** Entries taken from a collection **
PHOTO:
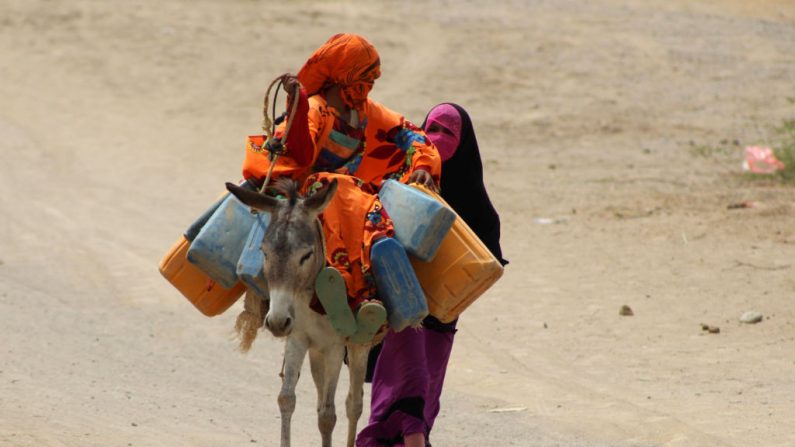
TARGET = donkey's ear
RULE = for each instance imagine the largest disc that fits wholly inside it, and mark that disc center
(253, 198)
(317, 202)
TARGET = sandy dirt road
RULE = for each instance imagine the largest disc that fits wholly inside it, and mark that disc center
(120, 121)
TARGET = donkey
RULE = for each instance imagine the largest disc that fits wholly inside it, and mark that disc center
(294, 255)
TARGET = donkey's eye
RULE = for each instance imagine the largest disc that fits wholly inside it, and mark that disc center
(305, 257)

** Problem details **
Write out all the rows above word for word, omitting the pictures.

** Answer **
PHOTO:
TARGET = donkey's ear
RULE = for each instance imagine the largest disc that fits wholly inside it, and mark that disc center
(253, 198)
(317, 202)
TARGET = sandy dirt road
RULE = for each instance imagine the largest disc that fits wholly inside it, and mark that disc center
(120, 121)
TARGET = donkey
RULE = for each instance imagine the largest disc that fits wholly inside it, and mark that disc center
(294, 255)
TARGET = donkey's eye
RULE = for each instance imagine the largest disc that fits wholly inside it, and mark that disc center
(305, 257)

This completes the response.